* **QUOTED PASSAGE**
In 79 AD, an eruption from Mount Vesuvius buried the city of Pompeii under a layer of ash. Now researchers are decoding the genome of a former Pompeian for the first time – and are learning a lot of interesting details about the man who died almost 200 years ago.

Italian scientists have for the first time sequenced large parts of the genome of a person who died in the eruption of Mount Vesuvius in Pompeii almost 2000 years ago. They found out that the man possibly came from Sardinia and that his ancestors came to Europe via what is now Iran and Anatolia. He also very likely suffered from tuberculosis of the spine, as the group led by Gabriele Scorrano from the University of Tor Vergata in Rome writes in the journal “Scientific Reports”.

In the year 79 there were several violent eruptions of the volcano Vesuvius, located south-east of Naples. During this time, the Roman cities of Herculaneum, Stabiae, Oplontis and Pompeii were covered by ash and other volcanic materials. In Pompeii, around 2,000 people who had not yet fled the city died from a pyroclastic flow at several 100 degrees Celsius – a mixture of hot ash, gases and pieces of rock.

Normally, high heat destroys bone structures and thus also the genetic material, DNA. ‘On the other hand, it’s also possible that the pyroclastic materials covering the remains may have shielded them from environmental factors such as atmospheric oxygen, which degrades DNA,’ the researchers write.

In the petrous bone of a dead man – named Individual A – Scorrano and colleagues found well-preserved DNA. The petrous bone is part of the skull and is one of the hardest bones in the human body. The DNA was enough to reconstruct 41 percent of the genome of the 35 to 40-year-old man. Both the genome of the mitochondria – the cell power plants – inherited via the mother’s line and the Y chromosome inherited from the father’s side showed some characteristics that are typically found in inhabitants of the island of Sardinia.

Comparisons of the reconstructed genome with genomes in various gene databases revealed that the man carried 30.5 percent genes from the Iranian Neolithic period and 51.6 percent genes from the Anatolian Neolithic period. In addition, 4.4 percent came from western hunter-gatherers and 13.5 percent from the Yamnaya culture, which spread from the region north of the Black Sea to far into Europe in the Bronze Age.

The research team did not limit themselves to genetic analyses, but also examined anatomical properties of the Pompeian. The scientists discovered changes in two lumbar vertebrae that indicated tuberculosis of the spine. They then examined the genome for the pathogen Mycobacterium tuberculosis. Although they found too little genetic material to detect exactly this species, it was sufficient for the genus Mycobacterium. The group concludes that there is a high probability that the man had tuberculosis of the spine.

“The genome-wide analyzes indicate that Pompeian individual A is genetically close to extant Mediterranean peoples, mainly Central Italians and Sardinians,” the researchers write. They also examined an individual B, a woman in her 50s who was found next to the man. In her case, however, the yield of genetic material was too low for further analysis.

* **RECORDED DATA**
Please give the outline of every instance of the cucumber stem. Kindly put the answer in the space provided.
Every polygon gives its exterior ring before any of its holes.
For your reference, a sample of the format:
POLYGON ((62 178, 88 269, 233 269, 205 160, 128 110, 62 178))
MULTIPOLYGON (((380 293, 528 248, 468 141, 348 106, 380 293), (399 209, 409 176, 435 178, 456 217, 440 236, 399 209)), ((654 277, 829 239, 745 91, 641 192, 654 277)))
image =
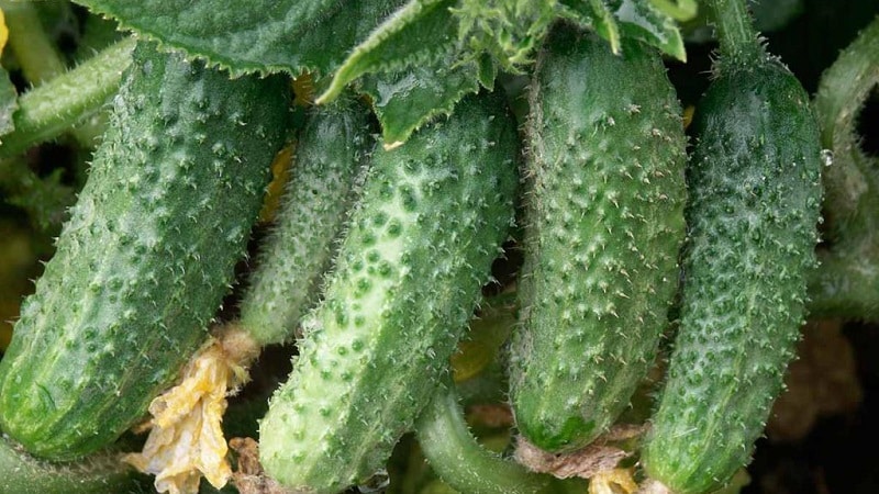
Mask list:
POLYGON ((64 74, 64 60, 40 22, 36 7, 31 2, 0 0, 0 9, 9 27, 9 47, 21 64, 24 78, 36 85, 64 74))
MULTIPOLYGON (((528 472, 482 448, 470 435, 448 379, 415 422, 415 434, 433 470, 459 492, 534 494, 564 492, 561 481, 528 472)), ((576 481, 575 481, 576 482, 576 481)))
POLYGON ((705 7, 717 31, 721 54, 727 61, 747 67, 766 57, 747 0, 705 0, 705 7))
POLYGON ((809 315, 879 322, 879 263, 871 245, 819 250, 809 280, 809 315))
POLYGON ((831 240, 871 236, 879 226, 879 160, 860 149, 856 130, 860 106, 877 86, 879 18, 824 71, 815 96, 821 145, 833 150, 833 164, 822 173, 831 240))
MULTIPOLYGON (((15 130, 0 137, 0 158, 60 135, 85 115, 100 109, 119 90, 122 72, 131 64, 134 38, 122 40, 75 69, 19 98, 15 130)), ((91 143, 85 143, 91 144, 91 143)))

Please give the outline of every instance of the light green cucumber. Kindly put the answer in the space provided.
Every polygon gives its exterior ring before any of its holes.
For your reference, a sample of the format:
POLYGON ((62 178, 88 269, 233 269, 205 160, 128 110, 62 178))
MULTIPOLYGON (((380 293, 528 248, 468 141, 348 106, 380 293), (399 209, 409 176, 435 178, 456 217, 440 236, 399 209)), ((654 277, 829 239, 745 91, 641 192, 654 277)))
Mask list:
POLYGON ((0 428, 80 458, 142 418, 207 336, 286 135, 287 81, 141 44, 88 182, 0 364, 0 428))
POLYGON ((375 144, 369 111, 354 101, 315 108, 308 119, 241 303, 241 327, 259 346, 292 336, 316 302, 375 144))
POLYGON ((144 492, 143 480, 119 452, 99 451, 74 463, 49 463, 0 437, 0 494, 138 493, 144 492))
POLYGON ((750 26, 713 0, 721 55, 693 121, 680 328, 642 463, 678 494, 750 460, 804 321, 821 204, 809 94, 750 26))
POLYGON ((499 98, 468 98, 376 150, 324 300, 260 424, 282 484, 338 492, 411 429, 467 326, 513 217, 516 134, 499 98))
POLYGON ((678 283, 686 137, 659 54, 557 26, 531 87, 530 191, 510 397, 547 451, 616 420, 678 283))

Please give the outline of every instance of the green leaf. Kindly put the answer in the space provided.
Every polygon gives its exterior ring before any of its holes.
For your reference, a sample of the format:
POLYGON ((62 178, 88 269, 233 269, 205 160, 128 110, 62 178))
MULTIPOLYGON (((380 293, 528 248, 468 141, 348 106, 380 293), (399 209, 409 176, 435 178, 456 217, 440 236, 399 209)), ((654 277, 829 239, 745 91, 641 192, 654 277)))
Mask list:
POLYGON ((603 0, 561 0, 561 3, 566 8, 561 13, 564 18, 593 30, 611 44, 613 53, 620 53, 620 27, 603 0))
MULTIPOLYGON (((12 81, 9 80, 9 72, 0 67, 0 136, 7 135, 15 130, 12 122, 12 114, 19 108, 19 93, 12 81)), ((0 143, 2 139, 0 139, 0 143)))
POLYGON ((668 14, 657 9, 653 1, 610 0, 608 4, 619 22, 621 35, 656 46, 664 53, 687 61, 678 25, 668 14))
POLYGON ((403 0, 76 0, 229 69, 327 75, 403 0))
MULTIPOLYGON (((782 0, 788 1, 788 0, 782 0)), ((799 1, 799 0, 790 0, 790 1, 799 1)), ((650 0, 653 7, 655 7, 659 12, 670 16, 671 19, 678 22, 686 22, 693 18, 699 11, 699 5, 696 4, 696 0, 650 0)), ((776 2, 777 3, 777 2, 776 2)), ((755 7, 761 3, 755 3, 755 7)))
POLYGON ((367 72, 401 70, 435 61, 457 46, 457 21, 449 8, 456 0, 412 0, 357 45, 316 103, 334 100, 367 72))
POLYGON ((450 114, 455 103, 479 90, 476 63, 455 59, 363 77, 359 89, 372 100, 386 148, 399 146, 432 117, 450 114))

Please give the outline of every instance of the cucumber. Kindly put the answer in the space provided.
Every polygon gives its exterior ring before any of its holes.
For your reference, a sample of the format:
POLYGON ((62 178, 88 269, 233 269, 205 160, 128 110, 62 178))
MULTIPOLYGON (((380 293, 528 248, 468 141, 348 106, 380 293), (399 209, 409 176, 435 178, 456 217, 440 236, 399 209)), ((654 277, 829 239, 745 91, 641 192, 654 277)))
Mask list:
MULTIPOLYGON (((452 380, 444 380, 415 422, 415 434, 431 468, 457 492, 468 494, 558 494, 565 481, 534 473, 499 457, 470 434, 458 393, 452 380)), ((585 481, 567 481, 586 491, 585 481)))
POLYGON ((289 338, 316 302, 334 242, 363 184, 371 131, 368 110, 354 101, 309 114, 277 222, 259 247, 241 303, 240 326, 259 346, 289 338))
POLYGON ((550 452, 608 430, 653 363, 677 289, 687 139, 659 54, 559 25, 531 86, 510 398, 550 452))
POLYGON ((512 223, 516 157, 511 116, 492 97, 374 153, 324 300, 260 423, 270 476, 341 491, 411 429, 512 223))
POLYGON ((679 494, 711 492, 749 461, 794 355, 820 220, 809 96, 743 29, 744 3, 710 3, 721 56, 692 124, 680 328, 642 454, 679 494), (731 43, 732 25, 750 45, 731 43))
POLYGON ((40 461, 0 436, 0 493, 119 494, 145 492, 121 454, 99 451, 74 463, 40 461))
POLYGON ((51 460, 131 427, 202 344, 286 134, 283 78, 133 57, 0 364, 0 428, 51 460))

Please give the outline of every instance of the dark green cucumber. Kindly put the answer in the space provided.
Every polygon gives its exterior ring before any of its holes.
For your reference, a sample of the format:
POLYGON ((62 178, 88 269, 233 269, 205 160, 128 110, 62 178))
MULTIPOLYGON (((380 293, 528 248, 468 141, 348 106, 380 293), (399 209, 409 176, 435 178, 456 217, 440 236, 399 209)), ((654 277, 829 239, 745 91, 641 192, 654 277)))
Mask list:
POLYGON ((107 445, 203 343, 286 135, 286 85, 135 49, 0 364, 0 428, 27 451, 107 445))
POLYGON ((686 137, 659 54, 558 26, 531 88, 520 433, 552 452, 614 423, 656 357, 683 242, 686 137))
POLYGON ((761 49, 721 46, 693 121, 680 329, 642 456, 679 494, 714 491, 749 461, 815 266, 821 159, 809 96, 761 49))
POLYGON ((367 479, 432 396, 513 216, 516 134, 499 98, 376 150, 324 300, 260 424, 285 485, 367 479))
POLYGON ((291 337, 316 302, 375 145, 371 132, 369 111, 353 101, 309 115, 241 304, 241 326, 260 346, 291 337))

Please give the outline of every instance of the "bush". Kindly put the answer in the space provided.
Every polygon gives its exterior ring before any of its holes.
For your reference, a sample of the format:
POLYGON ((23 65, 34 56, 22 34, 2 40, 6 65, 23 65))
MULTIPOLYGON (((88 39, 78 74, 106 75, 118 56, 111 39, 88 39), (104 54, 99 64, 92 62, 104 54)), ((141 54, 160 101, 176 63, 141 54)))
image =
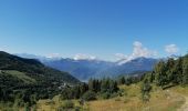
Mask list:
POLYGON ((92 100, 96 100, 96 93, 93 91, 87 91, 83 94, 83 99, 85 101, 92 101, 92 100))
POLYGON ((67 101, 64 101, 63 107, 64 107, 64 109, 73 109, 74 103, 72 101, 67 100, 67 101))
POLYGON ((64 101, 64 103, 62 105, 60 105, 56 111, 64 111, 64 110, 67 110, 67 109, 73 109, 74 108, 74 103, 70 100, 67 101, 64 101))
POLYGON ((111 93, 109 92, 103 92, 101 93, 102 99, 109 99, 111 98, 111 93))

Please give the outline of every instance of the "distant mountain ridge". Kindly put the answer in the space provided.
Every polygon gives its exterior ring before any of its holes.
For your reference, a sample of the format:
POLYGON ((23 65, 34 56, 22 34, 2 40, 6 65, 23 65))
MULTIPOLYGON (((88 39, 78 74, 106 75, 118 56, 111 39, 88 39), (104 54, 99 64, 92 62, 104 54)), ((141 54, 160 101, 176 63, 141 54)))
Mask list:
POLYGON ((152 71, 154 65, 158 62, 158 59, 153 58, 136 58, 134 60, 121 63, 108 62, 102 60, 74 60, 74 59, 49 59, 49 58, 38 58, 45 65, 61 70, 67 71, 73 77, 87 81, 90 78, 104 78, 104 77, 118 77, 119 74, 133 73, 137 71, 152 71))

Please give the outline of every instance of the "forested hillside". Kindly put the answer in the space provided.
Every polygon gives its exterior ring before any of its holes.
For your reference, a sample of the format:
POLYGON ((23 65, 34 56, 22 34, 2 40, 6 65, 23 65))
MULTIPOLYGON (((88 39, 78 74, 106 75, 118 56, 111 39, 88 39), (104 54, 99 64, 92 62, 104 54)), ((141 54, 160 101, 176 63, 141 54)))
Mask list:
POLYGON ((53 98, 61 91, 60 87, 79 82, 36 60, 0 52, 0 101, 4 105, 33 105, 39 99, 53 98))

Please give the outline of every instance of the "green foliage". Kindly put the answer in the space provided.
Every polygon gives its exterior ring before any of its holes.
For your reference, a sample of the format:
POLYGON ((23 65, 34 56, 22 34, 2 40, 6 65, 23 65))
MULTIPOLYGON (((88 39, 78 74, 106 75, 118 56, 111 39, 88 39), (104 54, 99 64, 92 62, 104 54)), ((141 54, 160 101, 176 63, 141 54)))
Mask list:
POLYGON ((96 93, 93 91, 87 91, 82 97, 85 101, 96 100, 96 93))
POLYGON ((73 101, 70 101, 70 100, 66 100, 63 102, 62 105, 60 105, 56 111, 66 111, 66 110, 72 110, 74 109, 74 102, 73 101))
POLYGON ((177 60, 160 61, 155 67, 155 81, 161 88, 178 84, 188 84, 188 56, 177 60))
POLYGON ((149 81, 147 79, 145 79, 144 83, 142 85, 142 100, 144 102, 149 101, 149 99, 150 99, 150 94, 149 94, 150 90, 152 90, 152 85, 150 85, 149 81))
POLYGON ((75 84, 79 80, 69 73, 48 68, 36 60, 23 59, 0 51, 0 101, 11 107, 29 107, 39 99, 59 94, 64 83, 75 84))

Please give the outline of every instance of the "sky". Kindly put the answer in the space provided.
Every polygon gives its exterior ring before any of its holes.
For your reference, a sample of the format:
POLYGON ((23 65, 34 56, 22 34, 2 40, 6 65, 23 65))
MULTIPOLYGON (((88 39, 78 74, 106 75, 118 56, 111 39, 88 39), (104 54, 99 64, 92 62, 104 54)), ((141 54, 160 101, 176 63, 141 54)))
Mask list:
POLYGON ((188 0, 0 0, 0 50, 74 59, 188 51, 188 0))

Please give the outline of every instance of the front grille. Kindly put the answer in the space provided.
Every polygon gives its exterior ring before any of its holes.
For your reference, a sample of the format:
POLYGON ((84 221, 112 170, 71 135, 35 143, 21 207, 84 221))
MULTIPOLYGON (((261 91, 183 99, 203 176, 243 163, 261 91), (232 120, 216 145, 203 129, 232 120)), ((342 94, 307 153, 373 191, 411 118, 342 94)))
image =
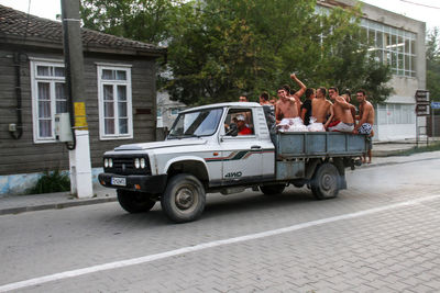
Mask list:
POLYGON ((151 174, 148 156, 106 156, 105 159, 106 158, 111 158, 113 160, 113 167, 105 168, 105 172, 116 174, 151 174), (145 158, 144 169, 136 169, 134 167, 135 158, 145 158))

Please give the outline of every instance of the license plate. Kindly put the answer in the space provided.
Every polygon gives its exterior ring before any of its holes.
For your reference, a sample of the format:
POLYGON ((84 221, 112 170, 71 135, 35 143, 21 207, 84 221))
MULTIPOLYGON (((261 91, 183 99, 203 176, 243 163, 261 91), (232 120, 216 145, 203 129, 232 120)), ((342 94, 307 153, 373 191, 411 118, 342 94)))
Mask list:
POLYGON ((125 178, 112 177, 111 184, 119 185, 119 187, 125 187, 127 185, 125 178))

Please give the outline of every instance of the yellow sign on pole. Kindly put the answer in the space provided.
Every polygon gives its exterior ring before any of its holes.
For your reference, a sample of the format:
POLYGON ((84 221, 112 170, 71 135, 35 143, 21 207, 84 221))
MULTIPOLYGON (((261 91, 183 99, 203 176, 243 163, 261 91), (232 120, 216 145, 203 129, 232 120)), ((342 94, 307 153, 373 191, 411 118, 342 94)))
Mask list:
POLYGON ((86 104, 84 102, 75 102, 75 128, 87 129, 86 104))

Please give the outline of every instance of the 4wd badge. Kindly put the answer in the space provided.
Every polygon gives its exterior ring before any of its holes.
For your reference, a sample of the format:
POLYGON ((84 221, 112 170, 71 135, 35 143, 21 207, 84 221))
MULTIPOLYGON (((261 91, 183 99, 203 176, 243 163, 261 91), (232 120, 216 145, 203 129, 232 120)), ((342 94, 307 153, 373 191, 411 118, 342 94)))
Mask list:
POLYGON ((224 176, 224 178, 240 178, 243 173, 238 171, 238 172, 229 172, 224 176))

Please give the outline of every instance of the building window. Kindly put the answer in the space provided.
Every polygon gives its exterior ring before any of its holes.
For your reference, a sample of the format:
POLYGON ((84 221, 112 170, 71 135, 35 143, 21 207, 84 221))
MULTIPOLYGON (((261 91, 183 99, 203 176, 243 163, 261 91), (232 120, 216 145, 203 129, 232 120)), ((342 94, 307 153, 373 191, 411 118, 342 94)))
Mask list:
POLYGON ((98 66, 98 99, 100 138, 132 138, 131 68, 98 66))
POLYGON ((370 54, 391 65, 396 76, 416 76, 416 34, 363 19, 361 26, 369 36, 370 54))
POLYGON ((414 104, 380 104, 377 105, 377 124, 415 124, 416 112, 414 104))
POLYGON ((64 63, 31 60, 32 113, 35 143, 55 142, 55 114, 67 112, 64 63))

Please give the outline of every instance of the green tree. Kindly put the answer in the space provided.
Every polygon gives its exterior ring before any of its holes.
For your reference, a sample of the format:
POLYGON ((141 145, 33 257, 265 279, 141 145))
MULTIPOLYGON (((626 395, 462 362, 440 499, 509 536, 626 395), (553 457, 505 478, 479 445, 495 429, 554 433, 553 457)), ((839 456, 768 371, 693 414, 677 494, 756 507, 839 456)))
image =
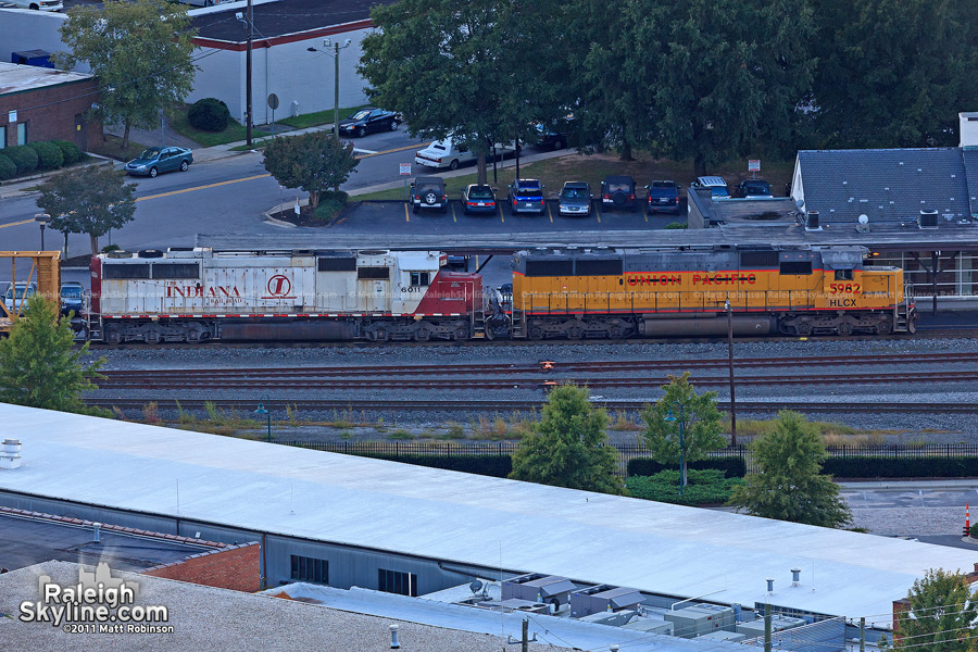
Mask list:
POLYGON ((319 205, 319 193, 339 190, 360 161, 353 143, 343 145, 325 131, 275 138, 265 147, 265 170, 286 188, 309 192, 309 205, 319 205))
POLYGON ((371 12, 358 72, 371 101, 400 111, 412 134, 469 148, 485 184, 491 145, 555 117, 555 5, 500 0, 401 0, 371 12), (547 20, 544 20, 547 18, 547 20), (546 108, 546 110, 543 109, 546 108), (546 115, 544 115, 546 113, 546 115))
POLYGON ((607 413, 592 410, 588 390, 562 385, 543 417, 513 452, 510 478, 603 493, 622 493, 617 453, 607 446, 607 413))
POLYGON ((111 167, 73 168, 48 177, 40 185, 37 205, 51 216, 49 226, 65 235, 88 234, 91 254, 99 252, 99 238, 122 228, 136 213, 135 184, 111 167))
POLYGON ((803 415, 783 410, 774 429, 750 444, 758 473, 748 474, 729 504, 755 516, 838 527, 852 515, 839 487, 822 475, 827 456, 817 428, 803 415))
POLYGON ((978 650, 978 591, 968 578, 941 568, 927 572, 907 591, 905 609, 896 612, 894 641, 880 640, 885 651, 975 652, 978 650))
POLYGON ((90 412, 82 392, 97 389, 104 359, 85 366, 88 342, 74 349, 67 319, 58 318, 58 304, 34 296, 10 330, 0 339, 0 401, 62 412, 90 412))
POLYGON ((689 372, 669 376, 664 385, 665 394, 653 405, 645 405, 643 437, 652 457, 660 464, 679 464, 679 424, 682 422, 682 466, 680 481, 686 476, 686 465, 706 457, 710 451, 726 446, 722 416, 716 408, 716 392, 698 394, 689 381, 689 372), (682 405, 680 416, 675 403, 682 405), (675 421, 666 421, 672 411, 675 421))
POLYGON ((160 111, 170 112, 193 87, 197 30, 187 10, 165 0, 110 0, 67 12, 61 40, 71 51, 55 53, 55 65, 88 63, 103 89, 96 113, 125 126, 123 148, 131 127, 155 127, 160 111))
POLYGON ((957 145, 978 105, 978 4, 812 0, 816 123, 828 147, 957 145))

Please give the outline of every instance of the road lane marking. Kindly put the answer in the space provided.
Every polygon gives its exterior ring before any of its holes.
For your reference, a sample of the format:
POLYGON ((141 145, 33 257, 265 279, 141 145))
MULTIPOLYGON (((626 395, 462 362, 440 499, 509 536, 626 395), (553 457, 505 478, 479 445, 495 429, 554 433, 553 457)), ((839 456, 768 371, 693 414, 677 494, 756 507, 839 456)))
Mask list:
MULTIPOLYGON (((435 141, 432 140, 431 142, 435 142, 435 141)), ((394 153, 394 152, 403 152, 404 150, 409 150, 409 149, 423 150, 423 149, 425 149, 426 147, 428 147, 429 145, 431 145, 431 142, 422 142, 422 143, 418 143, 418 145, 409 145, 409 146, 405 146, 405 147, 394 148, 394 149, 392 149, 392 150, 384 150, 384 151, 380 151, 380 152, 374 152, 374 153, 372 153, 372 154, 363 154, 362 156, 356 156, 356 158, 358 158, 358 159, 369 159, 371 156, 379 156, 379 155, 381 155, 381 154, 392 154, 392 153, 394 153)), ((358 150, 353 150, 353 151, 358 151, 358 150)))
POLYGON ((11 222, 10 224, 0 224, 0 228, 7 228, 8 226, 20 226, 22 224, 32 224, 34 220, 23 220, 21 222, 11 222))
POLYGON ((254 179, 263 179, 271 177, 271 174, 256 174, 240 179, 228 179, 226 181, 217 181, 216 184, 208 184, 205 186, 195 186, 193 188, 184 188, 183 190, 171 190, 170 192, 160 192, 159 195, 148 195, 146 197, 137 197, 136 201, 146 201, 147 199, 160 199, 161 197, 172 197, 174 195, 183 195, 184 192, 192 192, 193 190, 206 190, 208 188, 217 188, 218 186, 227 186, 229 184, 240 184, 241 181, 253 181, 254 179))

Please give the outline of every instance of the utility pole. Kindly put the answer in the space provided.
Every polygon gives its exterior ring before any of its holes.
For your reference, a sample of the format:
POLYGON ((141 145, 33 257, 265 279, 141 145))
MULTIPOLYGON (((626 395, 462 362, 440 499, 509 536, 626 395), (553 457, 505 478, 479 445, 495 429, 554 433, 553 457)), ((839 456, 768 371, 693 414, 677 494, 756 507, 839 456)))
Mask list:
POLYGON ((251 115, 251 41, 254 37, 254 1, 248 0, 248 53, 244 57, 244 112, 247 121, 244 125, 248 147, 251 147, 251 126, 254 120, 251 115))

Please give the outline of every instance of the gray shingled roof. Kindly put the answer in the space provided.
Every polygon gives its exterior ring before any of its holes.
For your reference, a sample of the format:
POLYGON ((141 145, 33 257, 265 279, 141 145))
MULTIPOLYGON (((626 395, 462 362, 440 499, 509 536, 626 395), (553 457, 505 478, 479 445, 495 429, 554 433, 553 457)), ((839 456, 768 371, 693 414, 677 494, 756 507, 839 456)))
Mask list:
POLYGON ((826 223, 855 222, 864 213, 870 224, 916 220, 921 210, 961 220, 970 216, 969 198, 978 195, 978 179, 968 192, 956 147, 803 150, 798 159, 805 211, 818 211, 826 223))

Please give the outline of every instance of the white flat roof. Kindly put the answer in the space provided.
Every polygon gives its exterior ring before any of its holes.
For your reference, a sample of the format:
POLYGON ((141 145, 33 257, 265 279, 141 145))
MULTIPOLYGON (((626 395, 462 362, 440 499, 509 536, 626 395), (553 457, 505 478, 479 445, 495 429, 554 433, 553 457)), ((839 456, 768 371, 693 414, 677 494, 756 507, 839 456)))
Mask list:
POLYGON ((85 79, 91 79, 91 75, 55 71, 37 65, 0 62, 0 95, 34 90, 68 82, 84 82, 85 79))
POLYGON ((917 541, 29 408, 0 405, 0 424, 24 446, 0 489, 682 598, 879 625, 928 568, 978 562, 917 541))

* **WORK TASK 1**
Using the article on the Pompeii genome, say whether each statement agrees with it. Answer yes or no for each, and quote the deciding words.
(a) The petrous bone is one of the hardest bones in the human body.
(b) Individual B yielded enough genetic material for further analysis.
(c) The researchers found enough genetic material to detect the species Mycobacterium tuberculosis itself.
* **WORK TASK 2**
List every Roman city that the article on the Pompeii genome says was covered by ash and other volcanic materials in the year 79.
* **WORK TASK 3**
Print the part of the article on the Pompeii genome that opens with the words containing "In 79 AD, an" and closes with "200 years ago.".

* **TASK OUTPUT 1**
(a) Yes: "The petrous bone is part of the skull and is one of the hardest bones in the human body."
(b) No: "In her case, however, the yield of genetic material was too low for further analysis."
(c) No: "Although they found too little genetic material to detect exactly this species, it was sufficient for the genus Mycobacterium."

* **TASK OUTPUT 2**
Herculaneum, Stabiae, Oplontis, Pompeii

* **TASK OUTPUT 3**
In 79 AD, an eruption from Mount Vesuvius buried the city of Pompeii under a layer of ash. Now researchers are decoding the genome of a former Pompeian for the first time – and are learning a lot of interesting details about the man who died almost 200 years ago.